§ **WORK TO BE COMPLETED**: Return the portion of the speech about Mr. Duff's dental work that starts with "As the excellent" and goes on through "the health board.", copied word for word.
QUOTED PASSAGE: Begin
It was greed that lay at the bottom of the matter. Mr. Duff is a fully qualified dentist. The fact that he has been removed from health board lists does not prevent him from working in private practice. Many people, seeking a dentist, might imagine that in paying a private sector dentist they were buying a superior service, but in Mr. Duff's case at least they would be extremely misguided.

As the excellent "World in Action" programme recently pointed out, people think of bacteria as the enemy, not their dentist. Most of the time, of course, they are right. If it had not been for the evidence given to the patients by Mr. McCrossan, who examined their mouths at the dental hospital, and given to me by another dentist, a highly experienced one who teaches postgraduate students, I would not have realised how great was the magnitude of Mr. Duff's wrongdoing and how badly certain patients had been let down by the health board.

I shall give the House an idea of how bad some individual cases have been. Angela Mulhern had work carried out by Mr. Duff in 1993–94. She is now a constituent of the Minister with responsibilities for health. Having no previous history of dental trouble, she now is unable to work regularly, and has had to give up her job and her home. The health board refused to investigate her complaint because she cannot give the specific dates of her treatment. But Mr. Duff has removed her records from the practice. Her treatment has never been completed, so the time bar rule should not apply. She is being told that it does. Mr. McCrossan said of her treatment: I know of no pattern of dental disease which attacks the posterior teeth so severely, yet leaves the anterior teeth unaffected … Not all of the treatment was clinically necessary—generally the quality of the treatment is well below the level I would expect from a competent dental practitioner … Miss Mulhern had no pain before treatment, but has never been free from pain since. I have been pursuing the cases of Moann Russell and Nicola O'Neill for two years with Greater Glasgow health board and the Scottish Office. In Moann's case, the consultant, Mr. McCrossan, wrote: I must question whether the original dentistry was required … I am appalled by the dismally poor quality of the work … It is a tribute to nature that she had no acute symptoms at the time of her visit to me. In addition, the dental service committee found in May 1995 that the treatment claimed for on the GP17 forms did not match that recorded on the patient's dental record card.

In Nicola's case, Mr. McCrossan wrote: Apart from the treated teeth Nicola's mouth is in excellent condition. This sort of treatment plan I would have expected in a badly neglected mouth … Our problem now is to attempt to repair the damage that has been done". Nicola was under age to give her own consent when treatment began with Mr. Duff. The form is signed by one Susan McEwing, a person not known to Nicola.

Mairi Patrick's case became known to me only recently. Mr. McCrossan commented: the vast majority of the work is of poor quality, far below what I would expect". The health board has refused to pay for re-treatment because her complaint was made later than the 13-week limit.

Mr. Duff first came to attention in 1987, when he was fired by the dentist who employed him at that time. His treatments of at least 10 patients were set out in a damning report to Ayrshire and Arran health board, but it had no responsibility to tell anyone else.

Mr. Gordon McMaster (Paisley, South)
QUOTED PASSAGE: End
ENTRIES SHOWN: Begin
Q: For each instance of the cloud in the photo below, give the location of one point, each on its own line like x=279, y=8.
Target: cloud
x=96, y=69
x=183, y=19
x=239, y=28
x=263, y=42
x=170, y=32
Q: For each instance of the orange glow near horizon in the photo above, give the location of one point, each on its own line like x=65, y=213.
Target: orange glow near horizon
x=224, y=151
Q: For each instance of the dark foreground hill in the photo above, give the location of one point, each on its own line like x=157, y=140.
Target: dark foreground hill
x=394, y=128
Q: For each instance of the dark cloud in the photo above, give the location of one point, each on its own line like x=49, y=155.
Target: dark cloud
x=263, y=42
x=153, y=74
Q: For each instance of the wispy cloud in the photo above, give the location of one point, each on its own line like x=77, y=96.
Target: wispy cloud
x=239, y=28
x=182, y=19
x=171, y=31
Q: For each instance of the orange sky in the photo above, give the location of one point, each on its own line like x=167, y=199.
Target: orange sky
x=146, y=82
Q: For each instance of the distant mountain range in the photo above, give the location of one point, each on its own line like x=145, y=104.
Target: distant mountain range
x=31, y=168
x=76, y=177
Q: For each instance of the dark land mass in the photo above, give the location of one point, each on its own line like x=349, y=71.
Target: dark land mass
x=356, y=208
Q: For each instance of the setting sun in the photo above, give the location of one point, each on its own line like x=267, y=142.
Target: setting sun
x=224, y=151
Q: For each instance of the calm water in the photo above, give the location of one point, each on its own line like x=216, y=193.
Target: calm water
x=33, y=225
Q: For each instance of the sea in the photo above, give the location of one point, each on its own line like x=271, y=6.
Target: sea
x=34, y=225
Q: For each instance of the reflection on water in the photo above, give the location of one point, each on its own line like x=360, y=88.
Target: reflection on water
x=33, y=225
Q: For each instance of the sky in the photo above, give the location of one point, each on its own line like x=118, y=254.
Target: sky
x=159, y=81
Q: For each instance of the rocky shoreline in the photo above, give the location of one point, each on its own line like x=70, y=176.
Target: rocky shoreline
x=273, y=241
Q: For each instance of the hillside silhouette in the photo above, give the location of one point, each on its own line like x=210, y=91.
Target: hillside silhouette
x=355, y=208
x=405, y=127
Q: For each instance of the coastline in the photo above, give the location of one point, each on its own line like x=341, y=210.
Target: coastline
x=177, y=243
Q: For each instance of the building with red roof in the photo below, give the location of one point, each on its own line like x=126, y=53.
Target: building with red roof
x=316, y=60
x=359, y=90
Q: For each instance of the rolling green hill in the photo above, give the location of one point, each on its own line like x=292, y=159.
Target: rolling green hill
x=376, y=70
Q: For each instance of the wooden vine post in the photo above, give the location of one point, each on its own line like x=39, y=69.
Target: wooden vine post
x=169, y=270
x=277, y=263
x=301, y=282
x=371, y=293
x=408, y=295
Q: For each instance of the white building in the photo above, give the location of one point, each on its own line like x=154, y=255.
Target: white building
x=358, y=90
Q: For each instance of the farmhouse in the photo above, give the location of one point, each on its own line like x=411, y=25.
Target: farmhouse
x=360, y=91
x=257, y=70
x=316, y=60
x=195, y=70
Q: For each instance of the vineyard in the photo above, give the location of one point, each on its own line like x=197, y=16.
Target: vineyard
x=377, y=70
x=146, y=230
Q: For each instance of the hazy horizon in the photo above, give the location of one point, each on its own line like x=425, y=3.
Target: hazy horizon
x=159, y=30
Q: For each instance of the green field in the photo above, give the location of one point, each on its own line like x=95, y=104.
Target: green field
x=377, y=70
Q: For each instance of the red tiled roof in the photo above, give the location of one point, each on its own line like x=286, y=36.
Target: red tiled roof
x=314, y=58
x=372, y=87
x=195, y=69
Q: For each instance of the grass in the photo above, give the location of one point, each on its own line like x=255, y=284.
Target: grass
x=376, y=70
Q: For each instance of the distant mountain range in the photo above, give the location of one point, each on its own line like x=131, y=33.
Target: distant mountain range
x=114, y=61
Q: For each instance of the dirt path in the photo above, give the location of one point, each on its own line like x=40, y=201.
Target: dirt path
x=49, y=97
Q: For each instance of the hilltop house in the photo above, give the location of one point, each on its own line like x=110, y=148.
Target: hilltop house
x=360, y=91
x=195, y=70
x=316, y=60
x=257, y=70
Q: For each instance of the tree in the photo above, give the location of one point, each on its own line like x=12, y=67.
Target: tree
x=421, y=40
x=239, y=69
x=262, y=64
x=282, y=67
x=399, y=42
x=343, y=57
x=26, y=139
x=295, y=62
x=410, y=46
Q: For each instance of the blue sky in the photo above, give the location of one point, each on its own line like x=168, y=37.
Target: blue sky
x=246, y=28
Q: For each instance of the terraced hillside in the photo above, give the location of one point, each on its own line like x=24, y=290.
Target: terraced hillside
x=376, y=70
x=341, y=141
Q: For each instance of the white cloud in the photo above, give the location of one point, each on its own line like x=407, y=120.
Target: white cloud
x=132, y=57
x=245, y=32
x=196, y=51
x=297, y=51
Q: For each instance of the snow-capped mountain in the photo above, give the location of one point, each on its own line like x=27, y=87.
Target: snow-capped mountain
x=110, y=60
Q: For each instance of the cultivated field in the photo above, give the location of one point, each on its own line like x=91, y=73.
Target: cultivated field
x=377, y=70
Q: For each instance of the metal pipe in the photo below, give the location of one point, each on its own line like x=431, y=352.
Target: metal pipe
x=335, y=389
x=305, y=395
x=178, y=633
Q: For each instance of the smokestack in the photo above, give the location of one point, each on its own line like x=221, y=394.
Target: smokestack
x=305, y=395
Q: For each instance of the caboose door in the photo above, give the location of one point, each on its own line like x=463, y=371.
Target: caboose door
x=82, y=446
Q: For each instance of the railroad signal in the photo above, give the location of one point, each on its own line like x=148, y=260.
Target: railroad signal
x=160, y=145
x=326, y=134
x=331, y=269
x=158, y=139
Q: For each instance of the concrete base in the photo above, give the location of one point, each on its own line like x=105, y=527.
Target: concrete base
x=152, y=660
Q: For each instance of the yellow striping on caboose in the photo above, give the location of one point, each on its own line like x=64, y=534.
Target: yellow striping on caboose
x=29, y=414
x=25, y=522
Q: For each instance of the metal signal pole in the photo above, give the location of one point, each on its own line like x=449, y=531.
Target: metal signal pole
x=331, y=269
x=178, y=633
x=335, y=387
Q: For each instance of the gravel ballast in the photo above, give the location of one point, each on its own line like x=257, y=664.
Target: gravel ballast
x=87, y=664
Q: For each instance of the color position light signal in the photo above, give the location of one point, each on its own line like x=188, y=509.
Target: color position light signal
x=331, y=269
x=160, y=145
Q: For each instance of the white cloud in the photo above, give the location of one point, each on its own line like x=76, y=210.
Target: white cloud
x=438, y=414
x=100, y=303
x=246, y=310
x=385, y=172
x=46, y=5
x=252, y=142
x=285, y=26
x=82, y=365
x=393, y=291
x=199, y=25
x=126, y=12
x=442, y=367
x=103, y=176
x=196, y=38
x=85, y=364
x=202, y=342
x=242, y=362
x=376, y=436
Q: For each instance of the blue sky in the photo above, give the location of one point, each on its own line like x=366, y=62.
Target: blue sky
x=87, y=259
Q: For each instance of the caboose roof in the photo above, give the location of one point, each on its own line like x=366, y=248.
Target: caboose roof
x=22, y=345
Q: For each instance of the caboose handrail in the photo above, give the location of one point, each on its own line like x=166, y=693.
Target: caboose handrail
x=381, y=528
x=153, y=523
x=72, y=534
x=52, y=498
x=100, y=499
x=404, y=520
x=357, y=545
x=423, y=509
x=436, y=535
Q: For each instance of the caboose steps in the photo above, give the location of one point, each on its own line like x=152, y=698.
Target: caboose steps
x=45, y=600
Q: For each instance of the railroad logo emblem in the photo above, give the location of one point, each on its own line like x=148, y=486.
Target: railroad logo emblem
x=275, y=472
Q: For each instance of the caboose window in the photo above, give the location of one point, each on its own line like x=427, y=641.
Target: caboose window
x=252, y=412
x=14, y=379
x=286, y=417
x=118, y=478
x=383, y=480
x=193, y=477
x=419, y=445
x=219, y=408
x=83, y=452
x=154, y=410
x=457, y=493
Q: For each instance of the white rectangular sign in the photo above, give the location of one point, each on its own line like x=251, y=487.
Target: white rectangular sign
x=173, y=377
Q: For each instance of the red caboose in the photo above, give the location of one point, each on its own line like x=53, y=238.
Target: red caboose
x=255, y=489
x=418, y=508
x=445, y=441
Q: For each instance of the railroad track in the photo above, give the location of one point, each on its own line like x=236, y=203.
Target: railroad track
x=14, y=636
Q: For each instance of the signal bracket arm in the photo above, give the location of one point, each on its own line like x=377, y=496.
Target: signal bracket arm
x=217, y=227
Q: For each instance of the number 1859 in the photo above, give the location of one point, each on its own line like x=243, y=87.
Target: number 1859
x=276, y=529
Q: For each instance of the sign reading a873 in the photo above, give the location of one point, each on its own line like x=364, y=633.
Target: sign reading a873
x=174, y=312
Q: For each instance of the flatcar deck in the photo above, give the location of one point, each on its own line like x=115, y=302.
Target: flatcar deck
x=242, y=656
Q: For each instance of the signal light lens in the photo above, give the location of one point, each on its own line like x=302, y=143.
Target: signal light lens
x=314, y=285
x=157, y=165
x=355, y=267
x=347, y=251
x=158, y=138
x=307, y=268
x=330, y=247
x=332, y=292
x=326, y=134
ENTRIES SHOWN: End
§ **SOLUTION TO THIS EXERCISE**:
As the excellent "World in Action" programme recently pointed out, people think of bacteria as the enemy, not their dentist. Most of the time, of course, they are right. If it had not been for the evidence given to the patients by Mr. McCrossan, who examined their mouths at the dental hospital, and given to me by another dentist, a highly experienced one who teaches postgraduate students, I would not have realised how great was the magnitude of Mr. Duff's wrongdoing and how badly certain patients had been let down by the health board.